Exercise details: Go through the entries below and say how many lines hold the word "dried". Nothing else is needed.

Records shown:
|---|

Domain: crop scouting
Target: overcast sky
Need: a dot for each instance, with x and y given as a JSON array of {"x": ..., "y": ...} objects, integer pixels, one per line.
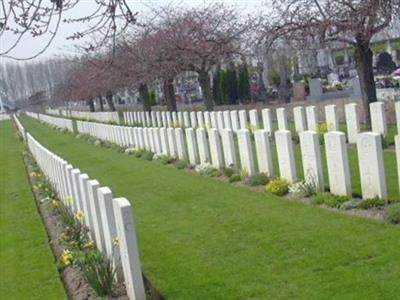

|---|

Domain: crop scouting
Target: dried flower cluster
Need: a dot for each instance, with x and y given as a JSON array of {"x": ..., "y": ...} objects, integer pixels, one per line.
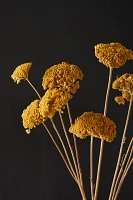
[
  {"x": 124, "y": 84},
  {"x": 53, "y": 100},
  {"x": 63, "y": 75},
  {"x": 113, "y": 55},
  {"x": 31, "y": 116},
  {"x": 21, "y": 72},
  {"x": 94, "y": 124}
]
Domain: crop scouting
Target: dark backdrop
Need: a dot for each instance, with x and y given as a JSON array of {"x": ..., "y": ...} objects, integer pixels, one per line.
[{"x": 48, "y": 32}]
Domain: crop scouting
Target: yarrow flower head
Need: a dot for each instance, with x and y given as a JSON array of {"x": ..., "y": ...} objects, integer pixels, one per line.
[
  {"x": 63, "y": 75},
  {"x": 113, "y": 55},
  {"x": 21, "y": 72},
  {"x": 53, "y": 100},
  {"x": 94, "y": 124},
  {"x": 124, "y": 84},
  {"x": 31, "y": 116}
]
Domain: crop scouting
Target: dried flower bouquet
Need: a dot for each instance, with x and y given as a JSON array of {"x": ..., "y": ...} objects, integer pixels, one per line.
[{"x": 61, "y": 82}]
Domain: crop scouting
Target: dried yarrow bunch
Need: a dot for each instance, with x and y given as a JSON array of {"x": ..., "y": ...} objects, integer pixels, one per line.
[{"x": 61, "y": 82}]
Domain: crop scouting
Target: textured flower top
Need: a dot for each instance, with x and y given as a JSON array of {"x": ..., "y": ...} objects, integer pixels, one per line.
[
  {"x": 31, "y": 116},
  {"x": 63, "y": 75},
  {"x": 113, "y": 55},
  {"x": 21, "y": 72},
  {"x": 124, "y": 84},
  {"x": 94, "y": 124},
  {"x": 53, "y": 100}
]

|---|

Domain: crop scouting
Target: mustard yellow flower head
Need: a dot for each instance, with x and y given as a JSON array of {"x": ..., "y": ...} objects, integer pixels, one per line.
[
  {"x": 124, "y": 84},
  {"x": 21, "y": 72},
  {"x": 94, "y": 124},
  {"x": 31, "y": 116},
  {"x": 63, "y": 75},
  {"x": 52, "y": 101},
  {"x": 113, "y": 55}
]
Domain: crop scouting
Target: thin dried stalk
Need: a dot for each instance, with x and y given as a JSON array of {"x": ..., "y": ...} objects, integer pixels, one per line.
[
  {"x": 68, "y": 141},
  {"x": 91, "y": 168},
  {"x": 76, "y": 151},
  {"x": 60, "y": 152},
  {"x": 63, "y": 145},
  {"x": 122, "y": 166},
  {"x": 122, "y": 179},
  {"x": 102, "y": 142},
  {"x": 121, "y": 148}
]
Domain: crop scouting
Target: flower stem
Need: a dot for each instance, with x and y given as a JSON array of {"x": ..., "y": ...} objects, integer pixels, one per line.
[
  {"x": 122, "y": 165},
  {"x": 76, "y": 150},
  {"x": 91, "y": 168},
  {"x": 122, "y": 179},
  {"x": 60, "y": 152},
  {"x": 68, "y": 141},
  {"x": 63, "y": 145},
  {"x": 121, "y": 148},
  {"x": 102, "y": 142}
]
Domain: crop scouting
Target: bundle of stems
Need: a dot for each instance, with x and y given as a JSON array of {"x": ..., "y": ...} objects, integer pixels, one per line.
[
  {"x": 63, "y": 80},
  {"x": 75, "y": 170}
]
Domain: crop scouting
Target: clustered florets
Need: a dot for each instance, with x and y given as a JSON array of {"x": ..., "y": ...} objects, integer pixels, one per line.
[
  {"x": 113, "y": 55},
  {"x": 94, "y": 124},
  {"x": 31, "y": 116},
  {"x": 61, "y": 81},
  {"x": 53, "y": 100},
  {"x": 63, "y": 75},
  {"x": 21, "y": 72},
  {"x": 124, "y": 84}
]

|---|

Reply: 4